Yuci
Yuci

Reputation: 30089

Apache Ignite pods restarted with failure: Topology is not initialized

I used Ignite Helm chart stable/ignite version 2.7.6 to setup an Ignite cluster on Kubernetes.

But very soon I will get errors like:

JVM will be halted immediately due to the fail ure: [failureCtx=FailureContext [type=SYSTEM_WORKER_TERMINATION, err=java.lang.IllegalStateExce ption: Topology is not initialized: app-profiles]]

And as a result, Ignite Kubernetes pods got restarted, again and again.

The related cache app-profiles is configured like this:

<bean class="org.apache.ignite.configuration.CacheConfiguration">
   <property name="name" value="app-profiles" />
   <property name="cacheMode" value="LOCAL" />
   <property name="onheapCacheEnabled" value="true" />
   <property name="evictionPolicy">
      <bean class="org.apache.ignite.cache.eviction.lru.LruEvictionPolicy">
         <property name="maxSize" value="10000" />
      </bean>
   </property>
   <property name="expiryPolicyFactory">
      <bean id="expiryPolicy" class="javax.cache.expiry.CreatedExpiryPolicy" factory-method="factoryOf">
         <constructor-arg>
            <bean class="javax.cache.expiry.Duration">
               <constructor-arg value="SECONDS" />
               <constructor-arg value="43200" />
            </bean>
         </constructor-arg>
      </bean>
   </property>
</bean>

Full stack trace:

[11:56:56,148][SEVERE][client-connector-#60][ClientListenerNioListener] Failed to process client request [req=o.a.i.i.processors.platform.client.cache.ClientCachePutRequest@1d
4811d1]
java.lang.IllegalStateException: Topology is not initialized: app-profiles
        at org.apache.ignite.internal.processors.cache.CacheGroupContext.topology(CacheGroupContext.java:587)

### Information shown
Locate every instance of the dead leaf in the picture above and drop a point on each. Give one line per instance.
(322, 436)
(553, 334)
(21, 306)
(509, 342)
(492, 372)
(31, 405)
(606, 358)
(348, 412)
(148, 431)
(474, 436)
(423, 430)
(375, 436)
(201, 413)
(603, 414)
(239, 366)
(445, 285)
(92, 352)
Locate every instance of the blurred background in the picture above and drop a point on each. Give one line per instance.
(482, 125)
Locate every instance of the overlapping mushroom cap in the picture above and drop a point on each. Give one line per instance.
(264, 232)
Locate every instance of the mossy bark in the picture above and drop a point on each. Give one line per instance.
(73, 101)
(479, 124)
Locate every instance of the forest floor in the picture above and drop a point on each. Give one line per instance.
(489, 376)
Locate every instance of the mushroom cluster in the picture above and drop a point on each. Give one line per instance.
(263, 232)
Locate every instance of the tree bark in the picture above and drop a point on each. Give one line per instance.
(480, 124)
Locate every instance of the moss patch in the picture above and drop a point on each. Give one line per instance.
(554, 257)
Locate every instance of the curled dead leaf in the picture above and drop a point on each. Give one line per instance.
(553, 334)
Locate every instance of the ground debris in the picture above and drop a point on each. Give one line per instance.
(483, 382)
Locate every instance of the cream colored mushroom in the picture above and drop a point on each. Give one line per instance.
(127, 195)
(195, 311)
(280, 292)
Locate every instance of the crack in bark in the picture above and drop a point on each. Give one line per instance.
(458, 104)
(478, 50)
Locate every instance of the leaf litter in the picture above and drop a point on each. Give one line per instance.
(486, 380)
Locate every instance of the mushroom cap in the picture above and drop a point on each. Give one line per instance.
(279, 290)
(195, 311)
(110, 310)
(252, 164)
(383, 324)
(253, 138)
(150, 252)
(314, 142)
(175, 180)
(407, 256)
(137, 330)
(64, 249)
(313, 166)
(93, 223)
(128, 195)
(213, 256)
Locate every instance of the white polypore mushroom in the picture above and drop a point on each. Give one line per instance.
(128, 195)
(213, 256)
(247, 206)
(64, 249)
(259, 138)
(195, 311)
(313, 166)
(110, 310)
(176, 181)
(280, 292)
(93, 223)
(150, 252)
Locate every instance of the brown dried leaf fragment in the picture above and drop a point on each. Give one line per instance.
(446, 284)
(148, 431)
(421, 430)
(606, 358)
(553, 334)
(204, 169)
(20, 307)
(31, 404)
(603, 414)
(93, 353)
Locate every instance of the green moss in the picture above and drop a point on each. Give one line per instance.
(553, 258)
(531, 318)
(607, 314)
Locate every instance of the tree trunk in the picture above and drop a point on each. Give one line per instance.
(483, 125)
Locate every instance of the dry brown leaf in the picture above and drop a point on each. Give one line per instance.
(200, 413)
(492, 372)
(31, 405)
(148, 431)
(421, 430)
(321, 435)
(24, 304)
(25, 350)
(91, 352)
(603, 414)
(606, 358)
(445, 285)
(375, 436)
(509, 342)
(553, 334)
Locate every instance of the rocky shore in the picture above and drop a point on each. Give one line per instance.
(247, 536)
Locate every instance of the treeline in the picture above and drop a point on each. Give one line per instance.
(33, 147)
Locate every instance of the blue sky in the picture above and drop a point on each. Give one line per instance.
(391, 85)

### Goal A
In the post about Apache Ignite pods restarting, what cache mode is set for the app-profiles cache?
### Goal B
Continue the post about Apache Ignite pods restarting from where it stops.

### Task answer A
LOCAL

### Task answer B
        at org.apache.ignite.internal.processors.cache.GridCacheContext.topology(GridCacheContext.java:882)
        at org.apache.ignite.internal.processors.cache.persistence.GridCacheOffheapManager$GridCacheDataStore.purgeExpiredInternal(GridCacheOffheapManager.java:2179)
        at org.apache.ignite.internal.processors.cache.persistence.GridCacheOffheapManager$GridCacheDataStore.purgeExpired(GridCacheOffheapManager.java:2157)
        at org.apache.ignite.internal.processors.cache.persistence.GridCacheOffheapManager.expire(GridCacheOffheapManager.java:845)
        at org.apache.ignite.internal.processors.cache.GridCacheTtlManager.expire(GridCacheTtlManager.java:207)
        at org.apache.ignite.internal.processors.cache.GridCacheUtils.unwindEvicts(GridCacheUtils.java:888)
        at org.apache.ignite.internal.processors.cache.GridCacheGateway.leaveNoLock(GridCacheGateway.java:240)
        at org.apache.ignite.internal.processors.cache.GridCacheGateway.leave(GridCacheGateway.java:225)
        at org.apache.ignite.internal.processors.cache.GatewayProtectedCacheProxy.onLeave(GatewayProtectedCacheProxy.java:1578)
        at org.apache.ignite.internal.processors.cache.GatewayProtectedCacheProxy.put(GatewayProtectedCacheProxy.java:823)
        at org.apache.ignite.internal.processors.platform.client.cache.ClientCachePutRequest.process(ClientCachePutRequest.java:43)
        at org.apache.ignite.internal.processors.platform.client.ClientRequestHandler.handle(ClientRequestHandler.java:57)
        at org.apache.ignite.internal.processors.odbc.ClientListenerNioListener.onMessage(ClientListenerNioListener.java:162)
        at org.apache.ignite.internal.processors.odbc.ClientListenerNioListener.onMessage(ClientListenerNioListener.java:45)
        at org.apache.ignite.internal.util.nio.GridNioFilterChain$TailFilter.onMessageReceived(GridNioFilterChain.java:279)
        at org.apache.ignite.internal.util.nio.GridNioFilterAdapter.proceedMessageReceived(GridNioFilterAdapter.java:109)
        at org.apache.ignite.internal.util.nio.GridNioAsyncNotifyFilter$3.body(GridNioAsyncNotifyFilter.java:97)
        at org.apache.ignite.internal.util.worker.GridWorker.run(GridWorker.java:120)
        at org.apache.ignite.internal.util.worker.GridWorkerPool$1.run(GridWorkerPool.java:70)
        at java.util.concurrent.ThreadPoolExecutor.runWorker(ThreadPoolExecutor.java:1149)
        at java.util.concurrent.ThreadPoolExecutor$Worker.run(ThreadPoolExecutor.java:624)
        at java.lang.Thread.run(Thread.java:748)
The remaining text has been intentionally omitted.